* [TO DO]: Provide only the number of lines below that hold "awning".

[GIVEN INFORMATION — start]

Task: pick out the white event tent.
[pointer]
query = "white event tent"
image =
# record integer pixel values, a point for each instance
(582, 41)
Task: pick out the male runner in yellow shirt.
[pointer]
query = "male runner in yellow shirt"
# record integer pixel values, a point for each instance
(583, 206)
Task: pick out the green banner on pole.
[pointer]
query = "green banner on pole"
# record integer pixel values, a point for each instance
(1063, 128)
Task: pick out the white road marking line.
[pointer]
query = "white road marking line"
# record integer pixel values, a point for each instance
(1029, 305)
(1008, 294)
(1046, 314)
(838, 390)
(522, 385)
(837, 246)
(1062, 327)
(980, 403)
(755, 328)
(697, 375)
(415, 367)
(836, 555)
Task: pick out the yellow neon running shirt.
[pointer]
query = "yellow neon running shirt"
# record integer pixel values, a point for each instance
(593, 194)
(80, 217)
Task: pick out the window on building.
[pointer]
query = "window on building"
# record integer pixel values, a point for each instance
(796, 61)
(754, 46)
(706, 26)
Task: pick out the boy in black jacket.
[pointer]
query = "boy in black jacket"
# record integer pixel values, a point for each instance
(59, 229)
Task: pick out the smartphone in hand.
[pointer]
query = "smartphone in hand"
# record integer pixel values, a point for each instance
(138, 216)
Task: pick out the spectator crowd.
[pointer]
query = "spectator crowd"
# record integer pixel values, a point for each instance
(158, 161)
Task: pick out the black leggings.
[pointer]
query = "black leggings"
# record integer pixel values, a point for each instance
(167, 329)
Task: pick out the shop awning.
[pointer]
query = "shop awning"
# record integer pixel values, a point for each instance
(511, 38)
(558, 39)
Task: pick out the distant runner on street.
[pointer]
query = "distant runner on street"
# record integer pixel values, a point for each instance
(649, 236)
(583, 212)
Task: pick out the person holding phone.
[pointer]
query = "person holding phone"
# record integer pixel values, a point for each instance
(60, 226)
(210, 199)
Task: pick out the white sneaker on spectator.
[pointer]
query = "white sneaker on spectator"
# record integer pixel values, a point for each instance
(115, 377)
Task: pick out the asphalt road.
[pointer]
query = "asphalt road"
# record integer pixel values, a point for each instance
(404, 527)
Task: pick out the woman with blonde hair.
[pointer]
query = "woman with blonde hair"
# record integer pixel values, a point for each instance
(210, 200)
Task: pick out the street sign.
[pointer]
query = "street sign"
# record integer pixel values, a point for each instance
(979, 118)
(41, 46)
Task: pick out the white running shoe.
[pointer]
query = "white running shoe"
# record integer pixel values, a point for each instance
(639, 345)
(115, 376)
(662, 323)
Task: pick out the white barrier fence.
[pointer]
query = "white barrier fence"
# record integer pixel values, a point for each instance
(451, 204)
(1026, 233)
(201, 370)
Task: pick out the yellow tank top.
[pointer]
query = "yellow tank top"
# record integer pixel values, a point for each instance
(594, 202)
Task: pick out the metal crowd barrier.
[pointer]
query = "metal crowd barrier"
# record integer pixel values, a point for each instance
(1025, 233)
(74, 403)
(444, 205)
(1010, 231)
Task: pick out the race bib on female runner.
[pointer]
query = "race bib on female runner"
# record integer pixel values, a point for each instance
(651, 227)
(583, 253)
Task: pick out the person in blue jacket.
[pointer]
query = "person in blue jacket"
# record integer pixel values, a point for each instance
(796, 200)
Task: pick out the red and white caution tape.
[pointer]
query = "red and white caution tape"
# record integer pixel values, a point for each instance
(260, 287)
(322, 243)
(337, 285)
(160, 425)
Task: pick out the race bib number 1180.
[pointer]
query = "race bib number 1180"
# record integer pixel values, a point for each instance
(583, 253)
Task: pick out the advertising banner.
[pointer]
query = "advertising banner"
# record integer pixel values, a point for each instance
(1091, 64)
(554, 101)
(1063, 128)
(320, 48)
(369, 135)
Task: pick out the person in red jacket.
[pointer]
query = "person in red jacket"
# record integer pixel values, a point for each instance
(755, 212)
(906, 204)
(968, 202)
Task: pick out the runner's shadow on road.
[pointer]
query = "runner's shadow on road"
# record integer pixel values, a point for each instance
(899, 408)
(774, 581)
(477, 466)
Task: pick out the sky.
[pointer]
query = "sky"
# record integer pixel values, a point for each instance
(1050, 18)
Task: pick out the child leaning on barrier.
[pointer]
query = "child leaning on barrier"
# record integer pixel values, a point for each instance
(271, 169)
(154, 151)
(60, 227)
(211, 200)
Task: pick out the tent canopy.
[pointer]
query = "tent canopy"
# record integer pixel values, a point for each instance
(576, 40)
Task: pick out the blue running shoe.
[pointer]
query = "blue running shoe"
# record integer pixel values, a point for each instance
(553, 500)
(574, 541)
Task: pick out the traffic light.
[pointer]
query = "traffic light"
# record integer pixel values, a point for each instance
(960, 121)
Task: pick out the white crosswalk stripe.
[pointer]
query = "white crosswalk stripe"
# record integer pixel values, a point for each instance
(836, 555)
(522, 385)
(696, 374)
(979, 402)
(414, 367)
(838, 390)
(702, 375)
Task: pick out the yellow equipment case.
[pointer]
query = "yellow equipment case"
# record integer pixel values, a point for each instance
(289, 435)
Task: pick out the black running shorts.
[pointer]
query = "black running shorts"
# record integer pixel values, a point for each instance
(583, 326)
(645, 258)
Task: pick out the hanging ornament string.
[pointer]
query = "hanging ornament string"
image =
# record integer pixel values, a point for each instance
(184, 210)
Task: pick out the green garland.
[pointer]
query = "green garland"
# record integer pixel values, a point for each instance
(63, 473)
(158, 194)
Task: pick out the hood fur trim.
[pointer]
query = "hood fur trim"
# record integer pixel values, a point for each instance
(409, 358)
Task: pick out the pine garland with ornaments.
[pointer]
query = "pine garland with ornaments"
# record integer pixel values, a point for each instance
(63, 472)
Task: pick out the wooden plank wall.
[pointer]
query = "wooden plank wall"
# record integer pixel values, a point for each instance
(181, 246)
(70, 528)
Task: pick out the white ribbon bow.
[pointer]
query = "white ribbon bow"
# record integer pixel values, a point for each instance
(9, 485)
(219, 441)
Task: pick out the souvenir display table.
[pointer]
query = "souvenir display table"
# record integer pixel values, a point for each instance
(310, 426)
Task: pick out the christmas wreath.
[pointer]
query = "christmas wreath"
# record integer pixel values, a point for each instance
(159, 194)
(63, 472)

[GIVEN INFORMATION — finish]

* [WRITTEN RESPONSE]: 2